--- Task statement ---
Rewrite the lines that follow, changing each "photo" to "image" and leaving everything else as it is. Omit the pictures from your version.

--- Stored rows ---
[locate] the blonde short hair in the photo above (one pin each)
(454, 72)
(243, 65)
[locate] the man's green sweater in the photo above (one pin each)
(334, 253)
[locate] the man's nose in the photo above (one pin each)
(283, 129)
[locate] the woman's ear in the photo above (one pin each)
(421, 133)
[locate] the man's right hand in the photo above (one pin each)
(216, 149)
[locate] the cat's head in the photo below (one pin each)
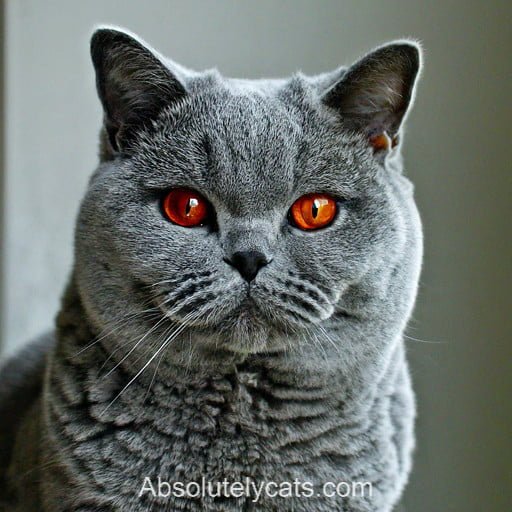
(249, 213)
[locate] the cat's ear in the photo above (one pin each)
(374, 95)
(133, 84)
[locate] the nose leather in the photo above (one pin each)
(248, 263)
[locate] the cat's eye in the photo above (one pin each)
(185, 207)
(313, 211)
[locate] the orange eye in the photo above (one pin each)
(185, 207)
(313, 211)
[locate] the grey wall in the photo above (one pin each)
(456, 152)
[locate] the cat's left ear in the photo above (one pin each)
(134, 85)
(374, 95)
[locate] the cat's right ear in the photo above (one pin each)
(133, 84)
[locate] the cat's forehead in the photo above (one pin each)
(250, 142)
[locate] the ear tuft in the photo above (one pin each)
(133, 84)
(375, 94)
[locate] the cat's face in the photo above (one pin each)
(247, 274)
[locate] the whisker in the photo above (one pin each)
(151, 359)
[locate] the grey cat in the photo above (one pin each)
(246, 259)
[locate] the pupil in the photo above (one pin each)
(314, 209)
(192, 203)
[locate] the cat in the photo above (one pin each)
(247, 257)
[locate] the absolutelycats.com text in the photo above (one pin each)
(255, 491)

--- Correct output ---
[locate] the blonde short hair in the image above (one pin each)
(454, 72)
(243, 65)
[locate] the man's green sweater in the image above (one pin each)
(334, 253)
[locate] the man's nose in the image above (one pin each)
(283, 129)
[locate] the woman's ear in the image above (one pin each)
(421, 133)
[locate] the man's right hand in the image above (one pin each)
(216, 149)
[locate] the cat's head in the image below (one pin each)
(249, 213)
[locate] the cat's ear in the image above (one pin each)
(374, 95)
(133, 84)
[locate] the nose leather in the image above (one pin each)
(248, 263)
[locate] the cat's eye in the image above (one pin each)
(185, 207)
(313, 211)
[locate] the orange eye in the image above (one pin each)
(185, 207)
(313, 211)
[locate] the grey wall in the image above (one pin each)
(456, 152)
[locate] the cat's left ear in the image above (one pin each)
(134, 85)
(374, 95)
[locate] the cat's right ear in the image above (one pin each)
(133, 84)
[locate] the cat's forehead in the image above (one pin each)
(250, 142)
[locate] the ear tuft in the image above (one pin each)
(133, 84)
(375, 94)
[locate] the cat's face in the image above (one pin each)
(247, 274)
[locate] the whisker in the image above (one pin each)
(151, 359)
[locate] the grey cat in the image above (one pin each)
(246, 259)
[locate] the pupil in the image above (one pin each)
(314, 209)
(192, 203)
[locate] the cat in the image above (one pin each)
(247, 257)
[locate] the absolutelycats.com text in the image above (one pin each)
(255, 491)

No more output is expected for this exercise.